Reproduce the data below verbatim, keeping every line and its original order.

▼

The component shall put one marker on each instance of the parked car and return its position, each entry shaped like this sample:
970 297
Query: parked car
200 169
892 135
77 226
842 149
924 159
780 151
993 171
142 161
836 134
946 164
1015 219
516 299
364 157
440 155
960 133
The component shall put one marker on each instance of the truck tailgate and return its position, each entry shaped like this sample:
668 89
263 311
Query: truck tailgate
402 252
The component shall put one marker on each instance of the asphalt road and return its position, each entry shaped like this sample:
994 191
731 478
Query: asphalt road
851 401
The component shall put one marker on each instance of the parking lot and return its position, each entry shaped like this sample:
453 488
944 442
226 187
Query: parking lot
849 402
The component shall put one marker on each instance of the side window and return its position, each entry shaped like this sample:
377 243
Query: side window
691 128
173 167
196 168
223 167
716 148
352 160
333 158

▲

▸ **COMPLETE OUTPUT**
The component shall put one marker on each instance of the parked car and return its position, each entry shaped like this sample:
970 297
Query: parked car
200 169
892 135
77 226
842 149
924 159
780 151
993 171
142 161
836 134
946 164
1015 219
516 299
364 157
440 155
960 133
The component shall put one marker on each instance of the truck tailgate and return its position, each entry shaped like this sample:
668 89
263 311
Query: truck tailgate
402 252
The component shall put one marker on each instance of the asphalt road and return its position, each entry shaped like this sample:
994 191
731 478
Query: asphalt road
851 401
The component shall put one marker on each instance of the parking lot and return its position, each entry shaped like this sample:
453 488
944 442
226 187
Query: parking lot
849 402
The component shall put one marker on each instance of the side window and return its position, each entry shaped like this sample:
377 243
Query: side window
691 128
173 167
196 168
223 167
716 148
352 160
333 158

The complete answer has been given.